#### [Requirements]
Retype all of the following rows without changing anything.

[Data extracted from a collection]
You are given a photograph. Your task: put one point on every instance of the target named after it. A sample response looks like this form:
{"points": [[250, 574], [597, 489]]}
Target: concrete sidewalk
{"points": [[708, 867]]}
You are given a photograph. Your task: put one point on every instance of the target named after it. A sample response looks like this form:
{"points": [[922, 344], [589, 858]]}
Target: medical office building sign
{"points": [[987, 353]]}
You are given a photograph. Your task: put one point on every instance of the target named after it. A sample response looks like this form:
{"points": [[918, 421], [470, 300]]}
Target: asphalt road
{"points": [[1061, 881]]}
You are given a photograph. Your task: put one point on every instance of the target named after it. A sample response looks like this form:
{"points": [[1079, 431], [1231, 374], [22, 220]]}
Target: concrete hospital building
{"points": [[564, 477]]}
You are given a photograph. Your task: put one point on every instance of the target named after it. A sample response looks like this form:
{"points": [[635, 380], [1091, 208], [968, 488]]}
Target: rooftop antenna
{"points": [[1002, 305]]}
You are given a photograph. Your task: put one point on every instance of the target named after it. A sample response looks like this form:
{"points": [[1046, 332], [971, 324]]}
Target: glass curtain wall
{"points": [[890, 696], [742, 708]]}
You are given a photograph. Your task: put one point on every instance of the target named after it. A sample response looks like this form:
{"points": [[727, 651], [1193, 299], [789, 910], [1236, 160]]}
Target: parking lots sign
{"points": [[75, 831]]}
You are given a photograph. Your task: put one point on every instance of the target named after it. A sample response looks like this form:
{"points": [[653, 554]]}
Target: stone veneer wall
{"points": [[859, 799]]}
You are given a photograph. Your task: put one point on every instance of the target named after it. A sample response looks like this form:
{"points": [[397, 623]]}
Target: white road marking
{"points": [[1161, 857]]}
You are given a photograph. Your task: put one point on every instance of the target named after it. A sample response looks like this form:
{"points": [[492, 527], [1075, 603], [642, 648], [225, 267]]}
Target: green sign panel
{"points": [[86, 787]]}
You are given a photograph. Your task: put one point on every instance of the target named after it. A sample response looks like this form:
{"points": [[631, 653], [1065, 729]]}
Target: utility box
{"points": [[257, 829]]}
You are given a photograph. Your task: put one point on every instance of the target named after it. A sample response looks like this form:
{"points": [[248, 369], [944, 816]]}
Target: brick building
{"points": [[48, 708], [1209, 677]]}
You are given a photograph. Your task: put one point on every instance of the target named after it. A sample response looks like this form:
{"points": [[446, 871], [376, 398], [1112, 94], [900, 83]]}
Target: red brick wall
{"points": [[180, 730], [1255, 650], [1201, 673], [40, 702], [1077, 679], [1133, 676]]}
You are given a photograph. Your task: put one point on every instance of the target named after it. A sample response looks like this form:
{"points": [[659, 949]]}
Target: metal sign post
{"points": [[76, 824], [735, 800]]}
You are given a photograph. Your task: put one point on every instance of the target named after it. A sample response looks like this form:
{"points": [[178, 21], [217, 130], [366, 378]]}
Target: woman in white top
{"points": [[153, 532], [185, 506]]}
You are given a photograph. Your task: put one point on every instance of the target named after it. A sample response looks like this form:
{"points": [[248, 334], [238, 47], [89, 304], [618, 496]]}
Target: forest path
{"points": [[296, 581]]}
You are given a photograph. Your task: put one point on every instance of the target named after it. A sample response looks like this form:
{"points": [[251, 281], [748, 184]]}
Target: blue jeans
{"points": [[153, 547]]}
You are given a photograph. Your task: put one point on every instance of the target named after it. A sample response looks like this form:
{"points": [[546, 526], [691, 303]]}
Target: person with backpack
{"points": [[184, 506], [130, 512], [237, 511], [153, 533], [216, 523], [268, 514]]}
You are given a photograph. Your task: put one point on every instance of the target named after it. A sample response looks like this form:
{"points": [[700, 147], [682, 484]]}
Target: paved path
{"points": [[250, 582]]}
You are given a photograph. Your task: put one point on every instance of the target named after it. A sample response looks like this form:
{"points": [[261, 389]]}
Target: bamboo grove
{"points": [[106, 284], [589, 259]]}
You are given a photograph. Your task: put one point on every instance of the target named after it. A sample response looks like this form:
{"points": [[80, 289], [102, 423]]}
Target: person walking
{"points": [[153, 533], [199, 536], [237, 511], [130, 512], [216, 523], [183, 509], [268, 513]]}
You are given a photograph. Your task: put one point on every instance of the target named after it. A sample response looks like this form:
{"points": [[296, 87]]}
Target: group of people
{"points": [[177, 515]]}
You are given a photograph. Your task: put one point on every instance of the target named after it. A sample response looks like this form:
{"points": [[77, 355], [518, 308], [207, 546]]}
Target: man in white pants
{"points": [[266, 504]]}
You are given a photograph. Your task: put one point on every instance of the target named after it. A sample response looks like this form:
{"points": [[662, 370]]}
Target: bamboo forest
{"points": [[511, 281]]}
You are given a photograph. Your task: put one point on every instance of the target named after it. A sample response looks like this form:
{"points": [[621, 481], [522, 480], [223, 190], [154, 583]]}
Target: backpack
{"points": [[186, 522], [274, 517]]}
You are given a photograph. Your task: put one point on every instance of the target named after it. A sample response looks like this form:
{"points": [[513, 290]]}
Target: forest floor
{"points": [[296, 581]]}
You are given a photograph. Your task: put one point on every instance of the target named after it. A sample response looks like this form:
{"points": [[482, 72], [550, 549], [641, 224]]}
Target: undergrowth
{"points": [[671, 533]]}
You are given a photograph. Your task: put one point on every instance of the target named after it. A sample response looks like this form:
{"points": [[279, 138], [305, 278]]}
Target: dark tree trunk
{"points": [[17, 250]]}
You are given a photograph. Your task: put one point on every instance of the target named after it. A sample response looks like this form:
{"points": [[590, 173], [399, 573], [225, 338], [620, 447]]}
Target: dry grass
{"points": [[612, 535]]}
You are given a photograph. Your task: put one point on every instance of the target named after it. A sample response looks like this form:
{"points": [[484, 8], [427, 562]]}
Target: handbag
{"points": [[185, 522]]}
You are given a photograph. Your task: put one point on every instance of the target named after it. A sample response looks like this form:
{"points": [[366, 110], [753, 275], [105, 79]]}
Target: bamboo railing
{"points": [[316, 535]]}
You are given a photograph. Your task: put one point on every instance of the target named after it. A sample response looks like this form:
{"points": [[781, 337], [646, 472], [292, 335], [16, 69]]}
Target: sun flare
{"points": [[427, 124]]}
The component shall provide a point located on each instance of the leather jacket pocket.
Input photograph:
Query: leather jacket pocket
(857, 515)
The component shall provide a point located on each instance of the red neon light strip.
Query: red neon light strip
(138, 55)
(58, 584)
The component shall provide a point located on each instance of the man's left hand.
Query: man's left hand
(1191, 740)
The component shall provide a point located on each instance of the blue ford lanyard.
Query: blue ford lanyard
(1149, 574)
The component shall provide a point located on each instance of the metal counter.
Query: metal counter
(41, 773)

#### [Result for this task]
You are given a photograph. Your task: put one point on every instance of the target named after it. A sample response looks like this form:
{"points": [[250, 574], [597, 489]]}
Target: concrete sidewalk
{"points": [[708, 867]]}
You are given a photograph. Your task: put one point on every instance of the target named after it. A sample response looks like this form:
{"points": [[922, 344], [589, 858]]}
Target: medical office building sign
{"points": [[987, 353]]}
You are given a photograph. Your task: put one point on every instance of the target named after it. A sample response looks like this form:
{"points": [[918, 421], [470, 300]]}
Target: asphalt road
{"points": [[1061, 881]]}
You are given a photograph. Your task: put one point on every instance of the target named after it. A sample response looks like this form:
{"points": [[1079, 431], [1231, 374], [22, 220]]}
Target: concrete hospital building
{"points": [[564, 477]]}
You are given a photograph. Your task: put one point on every instance of the target named after it. A sample response looks like this form:
{"points": [[635, 380], [1091, 208], [968, 488]]}
Target: rooftop antenna
{"points": [[1002, 305]]}
You are given a photograph. Your task: put one point on every instance of the target named after it. A sample response looks like this form:
{"points": [[1046, 332], [971, 324]]}
Target: glass curtain wall
{"points": [[890, 696], [742, 708]]}
You are given a photograph. Your task: put one point on every instance of the target named after it. A sample response looks like this form:
{"points": [[727, 651], [1193, 299], [789, 910], [1236, 160]]}
Target: parking lots sign
{"points": [[75, 831]]}
You are given a photograph. Your task: put one point on every instance of the target named after it. A sample response looks like this form:
{"points": [[653, 554]]}
Target: stone veneer wall
{"points": [[859, 799]]}
You are given a photograph. Your task: put one point on every instance of the target named after it. A sample response looks like this form:
{"points": [[397, 623]]}
Target: white road marking
{"points": [[1161, 857]]}
You are given a photograph. Your task: put one point on every instance of the target named after it. A sample response looks like this form:
{"points": [[492, 527], [1075, 603], [642, 648], [225, 267]]}
Target: green sign panel
{"points": [[86, 787]]}
You are given a photograph. Your task: put one point on every instance of the target named after it. A sample response looks like this form:
{"points": [[631, 653], [1065, 729]]}
Target: utility box
{"points": [[257, 829]]}
You are given a photograph. Your task: put one point on every instance of the target named after it. A sample response looks like this form:
{"points": [[248, 369], [944, 816]]}
Target: brick building
{"points": [[48, 708], [1209, 677]]}
You are given a photograph. Your task: put one point on every instance of the target named after it. A sample response looks like this form:
{"points": [[446, 871], [376, 398], [1112, 94], [900, 83]]}
Target: red brick wall
{"points": [[180, 730], [1255, 650], [1201, 673], [40, 702], [1077, 679], [1133, 676]]}
You are given a photograph. Your task: put one point on every instance of the target named after it. A sample response looks like this form:
{"points": [[659, 949]]}
Target: metal sign post
{"points": [[76, 824], [735, 800]]}
You are given a photograph. Your task: put one point on every instance of the target named after it. A sample response looks like this form:
{"points": [[178, 21], [217, 130], [366, 378]]}
Target: woman in white top
{"points": [[153, 532], [185, 506]]}
You are given a photograph. Your task: put one point on every instance of the target named after it. A sample response looks like this form:
{"points": [[248, 334], [238, 47], [89, 304], [618, 496]]}
Target: forest path
{"points": [[296, 581]]}
You are given a photograph. Your task: put one point on every instance of the target named after it. A sample response looks like this form:
{"points": [[251, 281], [748, 184]]}
Target: blue jeans
{"points": [[153, 547]]}
You are given a photograph. Your task: put one point on every instance of the target named after it. A sample response looks like this form:
{"points": [[546, 526], [691, 303]]}
Target: person with backpack
{"points": [[184, 506], [130, 512], [237, 511], [153, 533], [216, 523], [268, 514]]}
You are given a photograph. Your task: put one point on every instance of the target named after it. A sample response looks like this form:
{"points": [[700, 147], [682, 484]]}
Target: paved path
{"points": [[250, 582]]}
You are given a photograph. Your task: put one point on every instance of the target named after it. A sample response looks like this form:
{"points": [[261, 389]]}
Target: bamboo grove
{"points": [[106, 284], [589, 259]]}
You are given a photograph. Your task: put one point on every instance of the target named after it. A sample response looks like this form:
{"points": [[80, 289], [102, 423]]}
Target: person walking
{"points": [[153, 533], [199, 536], [237, 511], [130, 512], [216, 523], [183, 509], [268, 513]]}
You are given a photograph. Your task: put one point on every instance of the target named after it. A sample response looks like this form:
{"points": [[296, 87]]}
Target: group of people
{"points": [[177, 515]]}
You are given a photograph. Your task: put one point on every instance of the target named after it. A sample response looks like this form:
{"points": [[77, 355], [518, 308], [207, 546]]}
Target: man in white pants
{"points": [[266, 504]]}
You are given a photograph. Your task: put one point on every instance of the target named after it. A sample response looks like this form:
{"points": [[662, 370]]}
Target: bamboo forest
{"points": [[511, 281]]}
You are given a photograph. Your task: put one point on every instance of the target named after it. A sample response looks like this form:
{"points": [[621, 481], [522, 480], [223, 190], [154, 583]]}
Target: backpack
{"points": [[186, 522], [274, 517]]}
You are given a photograph. Your task: put one point on every instance of the target named after it. A sample response looks like this form:
{"points": [[513, 290]]}
Target: forest floor
{"points": [[296, 581]]}
You are given a photograph. Your task: put one point on every instance of the target named after it. A sample response looks like this form:
{"points": [[482, 72], [550, 549], [641, 224]]}
Target: undergrowth
{"points": [[671, 533]]}
You are given a photograph. Your task: put one point on every instance of the target named after it. A sample response looks like this form:
{"points": [[279, 138], [305, 278]]}
Target: dark tree trunk
{"points": [[17, 250]]}
You are given a photograph. Your task: put one point on every instance of the target named after it. A sample response looks like this form:
{"points": [[590, 173], [399, 573], [225, 338], [620, 447]]}
Target: dry grass
{"points": [[612, 535]]}
You are given a photograph. Your task: put one point on every instance of the target named after it. A sample response looks like this form:
{"points": [[484, 8], [427, 562]]}
Target: handbag
{"points": [[185, 522]]}
You are given a photograph. Your task: put one point on every instance of the target named after it. A sample response looks like this form:
{"points": [[366, 110], [753, 275], [105, 79]]}
Target: bamboo railing
{"points": [[316, 535]]}
You are given a photograph. Your task: put one point on every instance of the target named after it. A sample response looks like this form:
{"points": [[781, 337], [646, 472], [292, 335], [16, 69]]}
Target: sun flare
{"points": [[427, 124]]}
The component shall provide a point located on each instance of the leather jacket pocket.
Input photograph:
Query: leather jacket pocket
(857, 515)
The component shall provide a point located on each instance of the red neon light strip.
Query: red neon light strip
(138, 55)
(58, 584)
The component shall provide a point located on each instance of the man's left hand.
Query: man's left hand
(1191, 740)
The component shall provide a point located on each instance of the blue ford lanyard.
Query: blue ford lanyard
(1149, 574)
The component shall provide a point located on each instance of the metal counter.
Query: metal counter
(41, 773)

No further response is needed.